Supplied information:
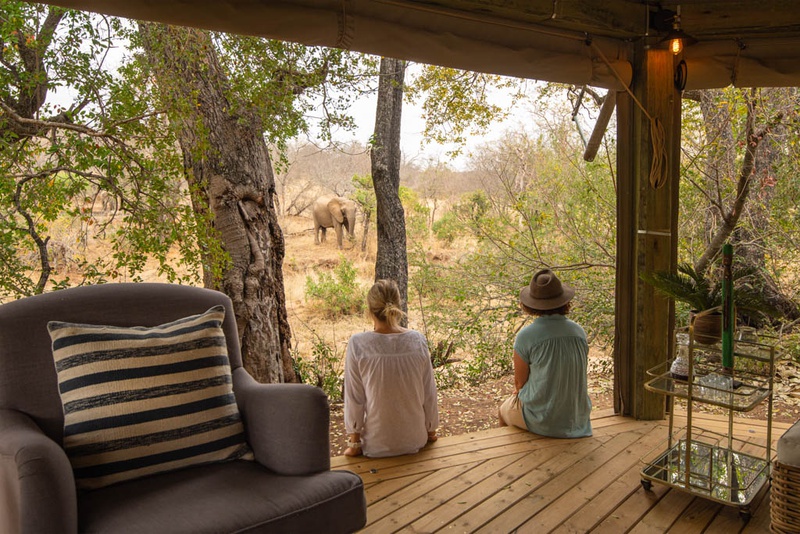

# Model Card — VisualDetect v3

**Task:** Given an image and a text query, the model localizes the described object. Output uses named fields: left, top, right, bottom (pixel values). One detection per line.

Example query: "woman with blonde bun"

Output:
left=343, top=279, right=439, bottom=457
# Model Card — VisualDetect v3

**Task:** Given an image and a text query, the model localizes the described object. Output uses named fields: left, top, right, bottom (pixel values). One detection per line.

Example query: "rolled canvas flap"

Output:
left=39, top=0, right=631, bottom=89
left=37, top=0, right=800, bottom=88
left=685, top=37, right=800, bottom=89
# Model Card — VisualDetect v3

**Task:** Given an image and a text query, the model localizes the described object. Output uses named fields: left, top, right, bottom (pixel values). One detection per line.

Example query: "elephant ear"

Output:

What to do: Where does the word "Example" show up in the material? Copy out each line that has it.

Result of this task:
Example query: "woman with blonde bun"
Example query: "rolled canvas flap"
Example query: "elephant ear"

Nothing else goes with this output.